-------- Dataset rows --------

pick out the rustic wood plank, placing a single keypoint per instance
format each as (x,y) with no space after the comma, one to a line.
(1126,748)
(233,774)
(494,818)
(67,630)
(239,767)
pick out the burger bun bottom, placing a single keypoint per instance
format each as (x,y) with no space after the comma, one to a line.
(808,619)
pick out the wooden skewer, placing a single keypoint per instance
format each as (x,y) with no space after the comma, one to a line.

--------

Aim> Format every line of the data above as a Markdown table with the columns "Row" and "Text": number each line in order and omit blank lines.

Problem solution>
| Row | Text |
|---|---|
| 1 | pick out the rustic wood plank, placing a single keypoint per instance |
| 2 | format each as (x,y) with no space after the comma, one to a line. |
| 3 | (1126,748) |
| 4 | (233,774) |
| 5 | (494,818) |
| 6 | (67,630) |
| 7 | (239,767) |
| 8 | pick out the burger bun bottom, placing a single keypoint per instance |
| 9 | format each as (x,y) with no space after the comma, one to a line. |
| 10 | (808,619) |
| 11 | pick out the wooden skewer, placing a single keypoint per instance |
| 12 | format each as (x,y) with no space after the comma, one to a line. |